Directions:
Please answer from the thread about capturing a thread_local in a lambda: according to the best answer, when are local thread_local objects initialized?

(Beginning of Extracted text)

Capturing a `thread_local` in a lambda

903 views Asked by At

Capturing a thread_local in a lambda:

#include <iostream>
#include <thread>
#include <string>

struct Person
{
    std::string name;
};

int main()
{
    thread_local Person user{"mike"};
    Person& referenceToUser = user;

    // Works fine - Prints "Hello mike"
    std::thread([&]() {std::cout << "Hello " << referenceToUser.name << std::endl;}).join();

    // Doesn't work - Prints "Hello"
    std::thread([&]() {std::cout << "Hello " << user.name << std::endl;}).join();

    // Works fine - Prints "Hello mike"
    std::thread([&user=user]() {std::cout << "Hello " << user.name << std::endl;}).join();
}

https://godbolt.org/z/zeocG5ohb

It seems like if I use the original name of a thread_local then its value on the thread which executes the lambda is the thread_local version of the thread which is running the lambda. But as soon as I take a reference or pointer to the thread local it turns into (a pointer to) the originating threads instance.

What are the rules here. Can I rely on this analysis?

2

There are 2 answers

8
Jan Schultke On BEST ANSWER

Similar to local static objects, local thread_local (implicitly static thread_local) objects are initialized when control passes through their declaration for the first time.

The thread you are creating never executes main, only the main thread does, so you're accessing user before its lifetime has begun on the extra thread.

Your three cases explained

std::thread([&]() {std::cout << "Hello " << referenceToUser.name << std::endl;}).join();

We are capturing referenceToUser which refers to the user on the main thread. This is okay.

std::thread([&]() {std::cout << "Hello " << user.name << std::endl;}).join();

We are accessing user on the extra thread before its lifetime has begun. This is undefined behavior.

std::thread([&user=user]() {std::cout << "Hello " << user.name << std::endl;}).join();

Once again, we are referencing the user from the main thread here, which is same as the first case.

Possible fix

If you declare user outside of main, then user will be initialized when your thread starts, not when main runs:

thread_local Person user{"mike"};

int main() {
    // ...

Alternatively, declare user inside of your lambda expression.


Note: It's not necessary to capture thread_local objects. The second example could be [] { ... }.

0
Yakk - Adam Nevraumont On

[&] is a very dangerous thing to do when your lambda executes outside of the immediate context. It is very useful there -- otherwise, it is a bad plan.

In this case, you are being bitten by the fact that [&] does not capture global, local static or thread local variables. So using [] in this case would behave the same.

(End of Extracted text)
(Beginning of Provided material)

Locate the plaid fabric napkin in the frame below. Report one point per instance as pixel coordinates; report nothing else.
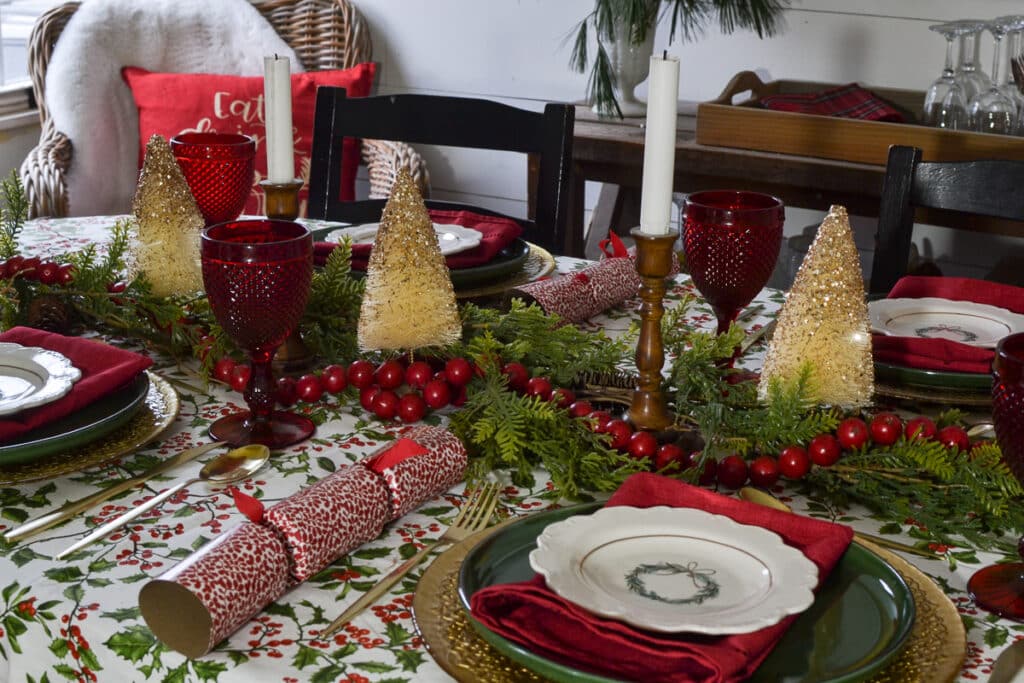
(945, 354)
(848, 101)
(552, 627)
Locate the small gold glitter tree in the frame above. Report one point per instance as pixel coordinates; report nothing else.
(409, 300)
(824, 323)
(167, 246)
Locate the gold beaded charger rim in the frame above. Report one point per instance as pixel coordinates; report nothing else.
(159, 411)
(934, 651)
(539, 263)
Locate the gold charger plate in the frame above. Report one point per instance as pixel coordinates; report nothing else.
(934, 651)
(158, 413)
(539, 263)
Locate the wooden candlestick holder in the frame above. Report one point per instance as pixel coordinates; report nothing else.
(648, 409)
(282, 199)
(283, 203)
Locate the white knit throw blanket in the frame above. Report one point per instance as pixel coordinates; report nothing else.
(92, 105)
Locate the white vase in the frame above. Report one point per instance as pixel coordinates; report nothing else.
(631, 65)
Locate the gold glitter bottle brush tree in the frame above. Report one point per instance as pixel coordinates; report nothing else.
(823, 323)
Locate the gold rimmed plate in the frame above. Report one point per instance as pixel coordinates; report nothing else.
(157, 409)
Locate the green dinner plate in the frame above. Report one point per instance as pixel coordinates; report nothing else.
(902, 376)
(859, 621)
(80, 428)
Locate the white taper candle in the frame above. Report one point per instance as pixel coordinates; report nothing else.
(659, 145)
(278, 119)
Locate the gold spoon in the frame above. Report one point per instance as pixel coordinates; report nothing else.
(764, 498)
(225, 468)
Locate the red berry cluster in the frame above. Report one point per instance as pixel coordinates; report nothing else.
(795, 461)
(389, 390)
(37, 269)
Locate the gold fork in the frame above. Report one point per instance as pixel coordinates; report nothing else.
(473, 516)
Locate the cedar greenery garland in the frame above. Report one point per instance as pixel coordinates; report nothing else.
(688, 19)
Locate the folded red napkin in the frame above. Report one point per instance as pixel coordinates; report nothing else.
(498, 233)
(558, 630)
(944, 354)
(848, 101)
(104, 370)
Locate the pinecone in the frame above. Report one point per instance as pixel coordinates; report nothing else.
(50, 313)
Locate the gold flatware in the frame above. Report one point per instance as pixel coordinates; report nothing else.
(473, 516)
(225, 468)
(764, 498)
(72, 508)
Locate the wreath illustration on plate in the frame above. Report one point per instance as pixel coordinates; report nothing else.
(707, 587)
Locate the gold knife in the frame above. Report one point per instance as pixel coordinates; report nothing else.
(72, 508)
(764, 498)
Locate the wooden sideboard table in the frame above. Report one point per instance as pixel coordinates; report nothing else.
(610, 152)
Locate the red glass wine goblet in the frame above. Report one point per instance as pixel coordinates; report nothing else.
(257, 275)
(731, 240)
(218, 168)
(999, 588)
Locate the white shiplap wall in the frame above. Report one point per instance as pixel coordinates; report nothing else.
(516, 51)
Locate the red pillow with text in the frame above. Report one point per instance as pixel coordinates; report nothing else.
(173, 103)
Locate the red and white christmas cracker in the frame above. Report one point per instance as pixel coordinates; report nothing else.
(224, 584)
(579, 296)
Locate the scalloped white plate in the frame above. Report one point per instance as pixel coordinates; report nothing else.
(931, 317)
(32, 377)
(675, 569)
(452, 239)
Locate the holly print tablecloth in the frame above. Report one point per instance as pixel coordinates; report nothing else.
(79, 619)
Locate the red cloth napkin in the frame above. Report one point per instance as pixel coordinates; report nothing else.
(848, 101)
(942, 353)
(556, 629)
(498, 233)
(104, 369)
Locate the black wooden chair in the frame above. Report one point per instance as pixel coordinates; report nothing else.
(987, 187)
(459, 122)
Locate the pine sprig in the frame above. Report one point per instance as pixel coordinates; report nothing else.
(542, 342)
(507, 431)
(329, 326)
(12, 215)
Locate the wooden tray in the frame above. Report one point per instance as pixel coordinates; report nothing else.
(723, 122)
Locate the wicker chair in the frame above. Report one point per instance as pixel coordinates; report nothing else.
(325, 34)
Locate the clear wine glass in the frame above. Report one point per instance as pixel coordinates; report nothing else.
(990, 111)
(944, 103)
(731, 240)
(257, 275)
(969, 73)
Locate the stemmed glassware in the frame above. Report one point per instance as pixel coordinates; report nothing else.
(731, 240)
(999, 588)
(218, 168)
(257, 275)
(991, 111)
(944, 102)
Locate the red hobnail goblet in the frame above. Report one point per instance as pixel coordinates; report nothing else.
(999, 588)
(219, 169)
(731, 240)
(257, 275)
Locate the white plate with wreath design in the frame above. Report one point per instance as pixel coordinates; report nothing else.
(32, 377)
(675, 569)
(931, 317)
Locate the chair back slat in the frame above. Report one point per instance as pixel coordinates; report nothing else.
(445, 121)
(984, 187)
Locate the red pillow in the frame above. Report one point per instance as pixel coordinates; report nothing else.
(173, 103)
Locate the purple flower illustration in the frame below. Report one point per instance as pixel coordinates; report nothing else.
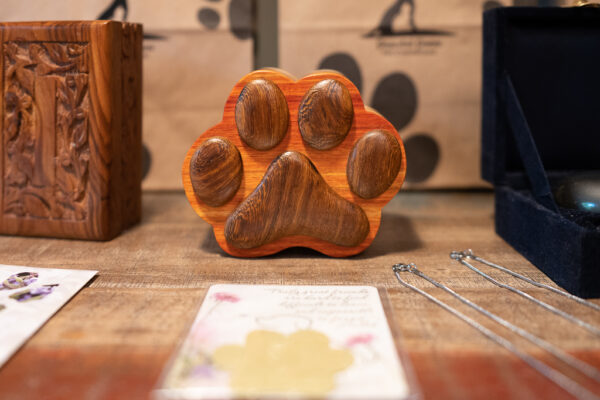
(19, 280)
(34, 294)
(227, 297)
(220, 298)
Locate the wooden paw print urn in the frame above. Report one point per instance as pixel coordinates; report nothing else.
(294, 163)
(71, 128)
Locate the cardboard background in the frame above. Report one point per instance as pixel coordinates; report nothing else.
(194, 53)
(426, 82)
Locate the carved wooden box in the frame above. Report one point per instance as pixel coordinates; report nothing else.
(295, 163)
(71, 128)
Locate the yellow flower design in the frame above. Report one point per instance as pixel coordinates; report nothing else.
(271, 363)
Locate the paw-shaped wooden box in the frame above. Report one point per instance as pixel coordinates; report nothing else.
(294, 163)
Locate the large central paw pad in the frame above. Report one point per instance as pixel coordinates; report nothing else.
(294, 163)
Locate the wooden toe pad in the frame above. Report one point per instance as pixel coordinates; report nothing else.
(294, 163)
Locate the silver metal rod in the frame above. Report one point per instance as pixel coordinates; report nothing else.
(568, 359)
(555, 376)
(591, 328)
(469, 253)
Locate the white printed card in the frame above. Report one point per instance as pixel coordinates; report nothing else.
(29, 297)
(253, 341)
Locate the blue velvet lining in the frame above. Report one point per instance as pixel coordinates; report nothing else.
(540, 123)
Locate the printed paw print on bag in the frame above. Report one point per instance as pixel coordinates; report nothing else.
(295, 163)
(395, 96)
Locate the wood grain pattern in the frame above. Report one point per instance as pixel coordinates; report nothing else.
(71, 128)
(113, 339)
(293, 199)
(331, 164)
(216, 171)
(261, 114)
(373, 164)
(325, 114)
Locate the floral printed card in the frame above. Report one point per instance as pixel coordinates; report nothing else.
(253, 341)
(29, 297)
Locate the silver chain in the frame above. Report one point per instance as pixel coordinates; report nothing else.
(469, 254)
(555, 376)
(461, 256)
(575, 363)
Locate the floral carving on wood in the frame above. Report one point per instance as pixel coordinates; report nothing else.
(45, 130)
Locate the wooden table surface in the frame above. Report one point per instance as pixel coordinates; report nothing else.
(114, 337)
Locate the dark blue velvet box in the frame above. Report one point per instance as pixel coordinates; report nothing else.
(541, 123)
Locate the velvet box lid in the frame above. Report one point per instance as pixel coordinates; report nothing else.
(540, 124)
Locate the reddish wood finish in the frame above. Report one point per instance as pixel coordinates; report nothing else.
(261, 114)
(71, 128)
(330, 164)
(216, 171)
(373, 164)
(325, 114)
(293, 199)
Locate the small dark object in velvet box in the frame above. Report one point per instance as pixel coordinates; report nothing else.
(541, 128)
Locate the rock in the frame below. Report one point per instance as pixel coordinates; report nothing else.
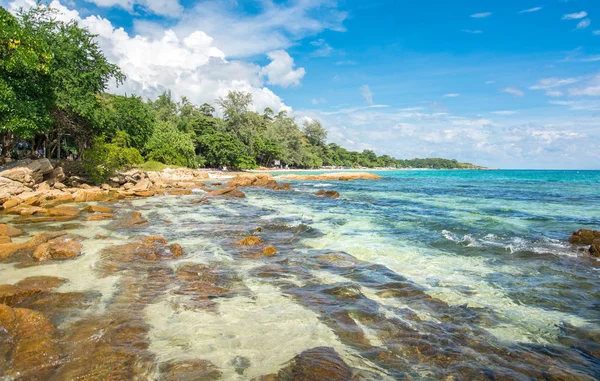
(584, 237)
(176, 250)
(328, 194)
(61, 211)
(11, 231)
(190, 370)
(97, 209)
(65, 247)
(231, 192)
(342, 176)
(595, 248)
(269, 251)
(27, 344)
(179, 192)
(250, 241)
(57, 176)
(321, 363)
(101, 217)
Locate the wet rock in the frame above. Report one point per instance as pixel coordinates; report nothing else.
(231, 192)
(11, 231)
(584, 237)
(190, 370)
(97, 209)
(342, 176)
(64, 247)
(27, 344)
(250, 241)
(269, 251)
(595, 248)
(328, 194)
(101, 217)
(61, 211)
(317, 364)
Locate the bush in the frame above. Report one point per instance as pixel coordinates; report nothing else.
(168, 145)
(102, 161)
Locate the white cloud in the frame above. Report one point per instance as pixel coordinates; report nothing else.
(513, 91)
(367, 94)
(575, 16)
(504, 112)
(481, 15)
(281, 70)
(323, 49)
(550, 83)
(170, 8)
(531, 10)
(584, 24)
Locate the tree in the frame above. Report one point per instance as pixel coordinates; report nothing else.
(315, 133)
(168, 145)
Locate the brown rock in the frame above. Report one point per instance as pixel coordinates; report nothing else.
(63, 211)
(250, 241)
(595, 248)
(584, 237)
(328, 194)
(101, 217)
(316, 364)
(231, 192)
(27, 347)
(97, 209)
(190, 370)
(176, 250)
(269, 251)
(10, 231)
(65, 247)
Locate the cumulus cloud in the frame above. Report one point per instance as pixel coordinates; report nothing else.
(367, 94)
(575, 16)
(281, 70)
(513, 91)
(531, 10)
(583, 24)
(190, 65)
(170, 8)
(481, 15)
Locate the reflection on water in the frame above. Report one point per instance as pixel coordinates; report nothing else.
(460, 276)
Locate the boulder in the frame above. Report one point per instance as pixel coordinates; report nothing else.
(584, 237)
(231, 192)
(28, 347)
(101, 217)
(595, 248)
(11, 231)
(65, 247)
(250, 241)
(328, 194)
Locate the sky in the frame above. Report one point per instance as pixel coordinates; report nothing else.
(500, 83)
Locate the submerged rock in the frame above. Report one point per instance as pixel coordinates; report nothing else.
(317, 364)
(584, 237)
(328, 194)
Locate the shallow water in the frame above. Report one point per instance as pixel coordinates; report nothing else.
(421, 275)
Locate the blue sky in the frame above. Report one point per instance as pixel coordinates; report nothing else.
(510, 84)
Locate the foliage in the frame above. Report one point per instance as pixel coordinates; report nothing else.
(104, 158)
(168, 145)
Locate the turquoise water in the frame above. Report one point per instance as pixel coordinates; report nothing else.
(423, 275)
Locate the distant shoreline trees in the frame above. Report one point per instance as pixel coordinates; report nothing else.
(53, 103)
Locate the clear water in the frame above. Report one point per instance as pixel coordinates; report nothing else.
(422, 275)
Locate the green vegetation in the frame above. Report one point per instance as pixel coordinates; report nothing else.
(53, 101)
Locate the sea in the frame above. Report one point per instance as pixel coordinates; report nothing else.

(End of Provided material)

Task result:
They are initialized when control passes through their declaration for the first time.